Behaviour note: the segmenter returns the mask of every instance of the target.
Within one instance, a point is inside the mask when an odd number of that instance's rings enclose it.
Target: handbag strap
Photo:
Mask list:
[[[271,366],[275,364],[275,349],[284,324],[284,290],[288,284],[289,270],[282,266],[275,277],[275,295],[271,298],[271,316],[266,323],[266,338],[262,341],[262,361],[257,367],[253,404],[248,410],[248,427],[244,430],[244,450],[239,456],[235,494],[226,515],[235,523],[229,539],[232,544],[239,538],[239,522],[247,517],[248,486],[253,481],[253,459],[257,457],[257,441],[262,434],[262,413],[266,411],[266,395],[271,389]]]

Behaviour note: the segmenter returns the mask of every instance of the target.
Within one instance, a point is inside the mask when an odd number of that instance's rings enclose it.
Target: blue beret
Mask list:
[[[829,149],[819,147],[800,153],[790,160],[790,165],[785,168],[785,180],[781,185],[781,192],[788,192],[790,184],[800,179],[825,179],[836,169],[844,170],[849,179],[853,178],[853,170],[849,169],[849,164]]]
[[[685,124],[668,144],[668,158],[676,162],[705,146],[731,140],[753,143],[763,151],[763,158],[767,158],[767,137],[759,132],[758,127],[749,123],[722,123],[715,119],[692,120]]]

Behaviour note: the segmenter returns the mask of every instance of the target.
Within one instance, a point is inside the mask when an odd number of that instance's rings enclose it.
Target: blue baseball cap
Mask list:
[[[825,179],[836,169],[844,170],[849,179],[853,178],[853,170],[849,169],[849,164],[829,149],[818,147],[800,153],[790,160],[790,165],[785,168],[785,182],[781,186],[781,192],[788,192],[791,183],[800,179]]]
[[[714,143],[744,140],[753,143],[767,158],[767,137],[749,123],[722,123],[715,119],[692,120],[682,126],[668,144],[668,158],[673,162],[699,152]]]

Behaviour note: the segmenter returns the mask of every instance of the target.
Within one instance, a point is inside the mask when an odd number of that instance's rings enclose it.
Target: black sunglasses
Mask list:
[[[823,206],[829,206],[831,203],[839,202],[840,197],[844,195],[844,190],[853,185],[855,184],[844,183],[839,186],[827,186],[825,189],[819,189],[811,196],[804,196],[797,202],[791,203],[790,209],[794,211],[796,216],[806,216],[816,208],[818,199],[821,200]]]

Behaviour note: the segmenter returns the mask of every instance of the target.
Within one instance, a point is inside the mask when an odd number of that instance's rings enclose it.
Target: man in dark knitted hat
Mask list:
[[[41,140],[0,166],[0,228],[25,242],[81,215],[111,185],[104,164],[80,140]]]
++++++++
▸ PROMPT
Your answer should be the listing itself, repeated exactly.

▸ TASK RESULT
Behaviour note: the segmenter returns the mask of every instance of the target.
Within one instance, a point is inside the mask when an odd number of that instance's rings enclose it.
Target: handbag strap
Photo:
Mask list:
[[[271,366],[275,364],[275,349],[284,324],[284,290],[288,284],[289,270],[282,266],[275,277],[275,295],[271,298],[271,316],[266,323],[266,338],[262,341],[262,361],[257,367],[253,404],[248,410],[248,427],[244,430],[244,450],[239,456],[235,494],[226,515],[235,523],[229,539],[232,544],[239,538],[239,522],[247,517],[248,486],[253,481],[253,459],[257,457],[257,441],[262,434],[262,413],[266,411],[266,395],[271,389]]]

Behaviour note: the segmenter returns the mask of every instance of the target.
Within one instance, a point is inside the mask when an odd number of that instance's rings enclose it.
Target: blue beret
Mask list:
[[[829,149],[819,147],[800,153],[790,160],[790,165],[785,168],[785,180],[781,185],[781,192],[788,192],[790,184],[800,179],[825,179],[836,169],[844,170],[849,179],[853,178],[853,170],[849,169],[849,164]]]
[[[685,124],[668,144],[668,158],[676,162],[705,146],[731,140],[753,143],[763,151],[763,158],[767,158],[767,137],[759,132],[758,127],[749,123],[722,123],[715,119],[692,120]]]

Behaviour note: the segmenter returns the mask of every instance of the target.
Within one instance, a point is inside the mask when an odd number of that instance's rings enclose it.
Target: blue baseball cap
Mask list:
[[[825,179],[836,169],[844,170],[849,179],[853,178],[853,170],[849,169],[849,164],[829,149],[818,147],[800,153],[790,160],[790,165],[785,168],[785,182],[781,186],[781,192],[788,192],[791,183],[800,179]]]
[[[714,143],[744,140],[753,143],[767,158],[767,137],[749,123],[722,123],[715,119],[692,120],[682,126],[668,144],[668,158],[673,162],[699,152]]]

Behaviour note: the segmenter returns the mask of every instance of the target.
Within one instance, a point is inside the mask when an odd number of that instance's rings enclose it.
Target: black sunglasses
Mask list:
[[[823,206],[829,206],[831,203],[839,202],[840,197],[844,195],[844,190],[853,185],[855,184],[844,183],[839,186],[827,186],[825,189],[819,189],[811,196],[804,196],[797,202],[791,203],[790,209],[794,211],[796,216],[806,216],[816,208],[818,199],[821,200]]]

Behaviour note: the segmenter returns the mask of every instance of the target.
Within one instance, a point is inside the mask when an odd number of that instance's rings enclose it.
Target: man in dark knitted hat
Mask list:
[[[41,140],[0,166],[0,228],[25,242],[81,215],[111,185],[104,164],[80,140]]]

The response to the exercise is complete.